-- start of EXTRACTED INFORMATION --

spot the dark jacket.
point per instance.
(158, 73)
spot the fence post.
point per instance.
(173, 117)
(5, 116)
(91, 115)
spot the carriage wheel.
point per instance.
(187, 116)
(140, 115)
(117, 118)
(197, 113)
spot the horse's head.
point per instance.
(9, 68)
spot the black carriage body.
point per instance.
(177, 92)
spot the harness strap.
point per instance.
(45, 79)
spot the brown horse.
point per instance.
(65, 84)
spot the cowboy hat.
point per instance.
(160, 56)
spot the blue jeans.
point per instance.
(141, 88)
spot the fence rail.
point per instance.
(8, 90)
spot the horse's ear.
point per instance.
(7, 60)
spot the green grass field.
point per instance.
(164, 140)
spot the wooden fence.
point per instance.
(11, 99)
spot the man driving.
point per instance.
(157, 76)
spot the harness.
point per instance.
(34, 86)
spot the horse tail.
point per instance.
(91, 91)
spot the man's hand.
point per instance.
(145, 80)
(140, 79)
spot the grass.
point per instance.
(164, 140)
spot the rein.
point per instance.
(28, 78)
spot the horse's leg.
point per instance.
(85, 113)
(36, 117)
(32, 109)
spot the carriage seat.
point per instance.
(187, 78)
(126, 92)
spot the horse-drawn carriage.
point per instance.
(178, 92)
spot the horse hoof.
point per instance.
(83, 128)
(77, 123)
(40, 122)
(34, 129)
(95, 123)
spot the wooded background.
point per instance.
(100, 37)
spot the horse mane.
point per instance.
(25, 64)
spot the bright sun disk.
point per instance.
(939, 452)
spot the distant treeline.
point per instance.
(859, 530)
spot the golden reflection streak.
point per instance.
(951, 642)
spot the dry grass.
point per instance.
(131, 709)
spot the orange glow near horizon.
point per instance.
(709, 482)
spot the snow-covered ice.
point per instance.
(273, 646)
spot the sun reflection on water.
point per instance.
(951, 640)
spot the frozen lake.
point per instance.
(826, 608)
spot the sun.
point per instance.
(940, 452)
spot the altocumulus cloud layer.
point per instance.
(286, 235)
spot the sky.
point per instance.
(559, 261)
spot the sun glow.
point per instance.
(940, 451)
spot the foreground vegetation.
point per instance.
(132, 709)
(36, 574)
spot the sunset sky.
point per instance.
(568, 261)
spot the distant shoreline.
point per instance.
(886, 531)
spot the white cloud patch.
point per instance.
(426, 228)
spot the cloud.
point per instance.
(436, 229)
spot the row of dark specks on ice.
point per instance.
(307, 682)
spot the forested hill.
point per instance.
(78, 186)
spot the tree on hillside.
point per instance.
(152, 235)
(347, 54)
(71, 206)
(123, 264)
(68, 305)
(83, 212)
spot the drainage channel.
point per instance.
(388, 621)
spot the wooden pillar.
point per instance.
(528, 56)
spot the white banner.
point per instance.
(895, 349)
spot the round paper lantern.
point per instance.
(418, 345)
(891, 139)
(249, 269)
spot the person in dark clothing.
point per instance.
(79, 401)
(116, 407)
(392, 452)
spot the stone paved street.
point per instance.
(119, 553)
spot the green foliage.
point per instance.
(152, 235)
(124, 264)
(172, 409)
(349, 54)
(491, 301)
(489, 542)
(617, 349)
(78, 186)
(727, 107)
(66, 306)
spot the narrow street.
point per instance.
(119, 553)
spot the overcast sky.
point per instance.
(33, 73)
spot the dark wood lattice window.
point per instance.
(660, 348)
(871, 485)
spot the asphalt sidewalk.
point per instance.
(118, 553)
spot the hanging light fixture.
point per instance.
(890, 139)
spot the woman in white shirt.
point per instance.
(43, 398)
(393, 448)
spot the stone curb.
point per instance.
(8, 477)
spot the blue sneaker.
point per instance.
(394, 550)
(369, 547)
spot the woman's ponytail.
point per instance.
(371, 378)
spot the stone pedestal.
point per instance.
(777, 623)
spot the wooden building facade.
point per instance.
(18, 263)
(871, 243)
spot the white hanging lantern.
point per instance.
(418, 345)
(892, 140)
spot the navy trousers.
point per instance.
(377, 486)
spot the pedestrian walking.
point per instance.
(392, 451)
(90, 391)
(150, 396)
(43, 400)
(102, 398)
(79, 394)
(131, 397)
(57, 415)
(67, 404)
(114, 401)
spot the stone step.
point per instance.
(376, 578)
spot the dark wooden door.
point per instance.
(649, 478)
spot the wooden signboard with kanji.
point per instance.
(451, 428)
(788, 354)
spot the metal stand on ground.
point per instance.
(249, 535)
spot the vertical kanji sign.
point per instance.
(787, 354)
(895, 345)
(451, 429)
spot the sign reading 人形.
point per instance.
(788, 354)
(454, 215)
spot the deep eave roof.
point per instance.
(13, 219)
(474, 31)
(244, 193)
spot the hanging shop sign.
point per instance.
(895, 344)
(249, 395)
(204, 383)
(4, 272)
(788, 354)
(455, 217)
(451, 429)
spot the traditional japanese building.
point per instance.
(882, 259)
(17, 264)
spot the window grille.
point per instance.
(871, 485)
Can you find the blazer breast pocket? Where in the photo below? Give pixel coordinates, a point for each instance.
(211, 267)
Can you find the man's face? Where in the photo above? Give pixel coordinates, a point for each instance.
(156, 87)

-- end of EXTRACTED INFORMATION --

*EXERCISE*. Here, the records must be output exactly and in full.

*FULL ANSWER*.
spot the dark jacket.
point per instance.
(158, 73)
spot the fence post.
point per instance.
(173, 117)
(5, 116)
(91, 115)
spot the carriage wheel.
point per instance.
(187, 116)
(140, 115)
(117, 118)
(197, 113)
spot the horse's head.
point per instance.
(9, 68)
spot the black carriage body.
point per instance.
(177, 92)
spot the harness strap.
point per instance.
(45, 79)
spot the brown horse.
point per instance.
(65, 84)
spot the cowboy hat.
point per instance.
(160, 56)
spot the blue jeans.
point per instance.
(141, 88)
spot the fence rail.
point per instance.
(8, 90)
spot the horse's ear.
point per instance.
(7, 60)
spot the green grass field.
point per instance.
(164, 140)
spot the wooden fence.
point per instance.
(11, 99)
spot the man driving.
point per instance.
(157, 76)
spot the harness.
point per instance.
(34, 86)
spot the horse tail.
point per instance.
(91, 91)
spot the man's hand.
point per instance.
(145, 80)
(140, 79)
spot the grass.
point per instance.
(164, 140)
spot the rein.
point per instance.
(28, 78)
spot the horse's leg.
point per instance.
(85, 113)
(36, 117)
(32, 109)
spot the carriage seat.
point per instance.
(187, 78)
(126, 92)
spot the horse-drawn carriage.
point per instance.
(178, 92)
spot the horse hoof.
point per instance.
(83, 128)
(77, 123)
(40, 122)
(34, 129)
(95, 123)
spot the wooded background.
point per instance.
(100, 37)
spot the horse mane.
point per instance.
(25, 64)
spot the bright sun disk.
point per instance.
(939, 452)
spot the distant treeline.
point per instance.
(859, 530)
spot the golden reflection streak.
point per instance.
(951, 642)
spot the dry grass.
point per instance.
(131, 709)
spot the orange glow near horizon.
point per instance.
(709, 482)
spot the snow-covered ice.
point per instance.
(273, 646)
spot the sun reflection on water.
point per instance.
(951, 640)
spot the frozen lake.
point per instance.
(826, 608)
spot the sun.
point per instance.
(940, 452)
spot the altocumulus cloud layer.
point per instance.
(286, 235)
spot the sky.
point per instance.
(559, 261)
spot the sun glow.
point per instance.
(940, 451)
spot the foreground vegetation.
point per instance.
(132, 709)
(36, 574)
spot the sunset sky.
point per instance.
(568, 261)
spot the distant shoreline.
point per instance.
(886, 531)
spot the white cloud patch.
point per instance.
(426, 228)
spot the cloud.
point per instance.
(436, 229)
spot the row of dark specks on ice.
point per instance.
(307, 682)
spot the forested hill.
point per instance.
(78, 186)
spot the tree on hillside.
point per instance.
(152, 235)
(347, 54)
(71, 206)
(123, 264)
(68, 305)
(83, 212)
spot the drainage channel.
point per instance.
(388, 621)
spot the wooden pillar.
point per instance.
(528, 56)
spot the white banner.
point per instance.
(895, 349)
spot the round paper lantern.
point per instance.
(418, 345)
(891, 139)
(249, 269)
spot the person in dark clothing.
point per instance.
(79, 401)
(116, 407)
(392, 452)
spot the stone paved street.
point per instance.
(119, 553)
spot the green foliage.
point per instance.
(152, 235)
(124, 264)
(172, 409)
(349, 54)
(491, 301)
(489, 542)
(617, 349)
(78, 186)
(727, 107)
(66, 306)
spot the narrow street.
point per instance.
(119, 553)
spot the overcast sky.
point per instance.
(33, 73)
spot the dark wood lattice window.
point per instance.
(660, 348)
(871, 485)
spot the asphalt sidewalk.
point per instance.
(118, 553)
spot the hanging light fixture.
point per instance.
(890, 139)
spot the woman in white shirt.
point per instance.
(43, 398)
(393, 448)
spot the stone curb.
point per instance.
(8, 477)
spot the blue sneaker.
point per instance.
(394, 550)
(369, 547)
spot the woman's ponytail.
point per instance.
(371, 378)
spot the stone pedestal.
point per instance.
(777, 623)
spot the wooden building facade.
point per instance.
(18, 263)
(871, 243)
spot the white hanging lantern.
point per instance.
(418, 345)
(892, 140)
spot the navy trousers.
point per instance.
(377, 486)
spot the pedestrian walking.
point per instance.
(392, 451)
(90, 391)
(150, 396)
(43, 400)
(102, 398)
(79, 394)
(131, 397)
(57, 415)
(67, 404)
(114, 401)
spot the stone step.
point per instance.
(376, 578)
spot the dark wooden door.
point per instance.
(649, 478)
spot the wooden signboard with kanji.
point per instance.
(451, 428)
(788, 354)
spot the metal stand on ground.
point per instance.
(249, 535)
spot the vertical kanji sign.
point per instance.
(787, 354)
(895, 345)
(451, 429)
spot the sign reading 人形.
point per instance.
(788, 354)
(454, 215)
spot the deep eave roof.
point per instance.
(13, 219)
(474, 31)
(244, 193)
spot the hanging shop sign.
point per instance.
(895, 344)
(249, 395)
(204, 383)
(4, 272)
(788, 354)
(455, 217)
(451, 429)
spot the traditional japanese building.
point per instance.
(882, 259)
(17, 264)
spot the window grille.
point per instance.
(871, 485)
Can you find the blazer breast pocket? Where in the photo below? Give pixel coordinates, a point for each instance.
(211, 267)
Can you find the man's face? Where in the photo above? Give pixel coordinates, a point for each instance.
(156, 87)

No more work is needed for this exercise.